═════ PASSAGE TO READ ═════

Notice anything special about the background image? It's part of a Penrose tiling.


This page contains original graphics I created during my study of Math 149B at U.C. Davis. Much of the material goes well with a hobby I enjoy: computer graphics. The software I use is available for nearly every platform: POV-Ray 3.0



Background

At the time, we were studying boundary identification. A simple example is taking a piece of paper and identifying the left edge with the right edge. The surface becomes continuous along this edge and you end up with either a cylinder or Mobius Strip. You can further the process by identifying the remaining two edges of the paper. You then end up with either a torus or Klein Bottle. Try visualizing this process with a piece of binder paper. But note that you can only go so far with the Klein Bottle.

Cube Gluing


In class we considered what would happen if we glued opposite faces of the cube. A cube has three pairs of opposite faces, and thus there are three "phases" to the gluing process. I have animated the first two phases.



• Phase I - glue the green faces
  
• Phase II - glue the yellow faces
  
• Phase III - glue the blue faces
  


Cube Gluing Animation (350K gif)
Cube Gluing Animation (714K gif, cyclic)
Cube Gluing Animation (343K fli)


As the animation shows, the first two phases are relatively straight forward. Why didn't I animate the third phase? Phase III means gluing blue to blue - the inside surface of the thick torus to the outside surface such that the surface normals point toward each other. This isn't possible in three dimensions.



"Circle worth of Tori"


Let us consider what the third phase might look like in some higher dimension. Professor Mulase used the expression "circle worth of circles" to describe the set of configurations of a simple mechanical linkage. This set - a circle worth of circles - is a torus. In other words, each appropriate slice of the torus is a circle.

═════ EXTRACTED MATERIAL ═════

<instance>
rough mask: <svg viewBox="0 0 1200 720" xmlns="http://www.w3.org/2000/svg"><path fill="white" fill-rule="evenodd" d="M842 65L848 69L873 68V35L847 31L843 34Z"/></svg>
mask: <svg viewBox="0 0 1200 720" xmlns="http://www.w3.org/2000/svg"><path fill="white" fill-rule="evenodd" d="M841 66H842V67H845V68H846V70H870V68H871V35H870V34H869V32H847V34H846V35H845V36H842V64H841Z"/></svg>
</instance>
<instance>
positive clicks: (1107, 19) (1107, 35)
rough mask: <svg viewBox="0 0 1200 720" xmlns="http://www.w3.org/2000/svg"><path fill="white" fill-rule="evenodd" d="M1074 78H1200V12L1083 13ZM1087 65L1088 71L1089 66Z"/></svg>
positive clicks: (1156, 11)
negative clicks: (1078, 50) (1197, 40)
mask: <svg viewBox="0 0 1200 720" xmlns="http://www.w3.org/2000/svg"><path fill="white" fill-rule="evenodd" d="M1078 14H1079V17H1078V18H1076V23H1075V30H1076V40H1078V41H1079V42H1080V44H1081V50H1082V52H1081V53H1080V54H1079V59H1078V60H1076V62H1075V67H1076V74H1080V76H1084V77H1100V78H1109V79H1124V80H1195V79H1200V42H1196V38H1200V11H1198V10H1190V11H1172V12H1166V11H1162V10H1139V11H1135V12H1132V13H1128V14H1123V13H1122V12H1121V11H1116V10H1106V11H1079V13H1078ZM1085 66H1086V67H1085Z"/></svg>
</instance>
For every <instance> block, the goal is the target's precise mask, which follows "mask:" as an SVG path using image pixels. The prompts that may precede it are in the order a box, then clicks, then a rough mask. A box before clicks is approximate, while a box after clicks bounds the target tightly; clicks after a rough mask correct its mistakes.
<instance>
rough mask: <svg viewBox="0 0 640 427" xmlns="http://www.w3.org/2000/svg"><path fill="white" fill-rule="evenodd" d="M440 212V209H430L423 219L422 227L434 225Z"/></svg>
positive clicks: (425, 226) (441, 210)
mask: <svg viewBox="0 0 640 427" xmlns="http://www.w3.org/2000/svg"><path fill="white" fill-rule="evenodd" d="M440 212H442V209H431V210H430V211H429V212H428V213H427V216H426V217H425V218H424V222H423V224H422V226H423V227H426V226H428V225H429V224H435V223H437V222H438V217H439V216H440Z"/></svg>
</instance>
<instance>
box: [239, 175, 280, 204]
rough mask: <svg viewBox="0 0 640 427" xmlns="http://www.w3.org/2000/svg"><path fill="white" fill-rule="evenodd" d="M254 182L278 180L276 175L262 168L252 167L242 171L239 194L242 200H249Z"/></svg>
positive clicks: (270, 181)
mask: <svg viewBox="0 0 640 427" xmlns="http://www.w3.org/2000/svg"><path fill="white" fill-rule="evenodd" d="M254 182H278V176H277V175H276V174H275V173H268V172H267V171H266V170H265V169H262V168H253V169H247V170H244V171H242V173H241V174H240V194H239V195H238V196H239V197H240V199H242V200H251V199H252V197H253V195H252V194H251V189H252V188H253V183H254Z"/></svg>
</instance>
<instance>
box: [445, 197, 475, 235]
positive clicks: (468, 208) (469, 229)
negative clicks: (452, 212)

═════

WORK TO COMPLETE
Using the cube-gluing page above, answer these questions:
1. What kind of tiling is the background image part of?
2. Which software is named for creating the graphics?
3. Which faces are glued in Phase II?

ANSWER TO THE PROBLEM
1. A Penrose tiling.
2. POV-Ray 3.0.
3. The yellow faces.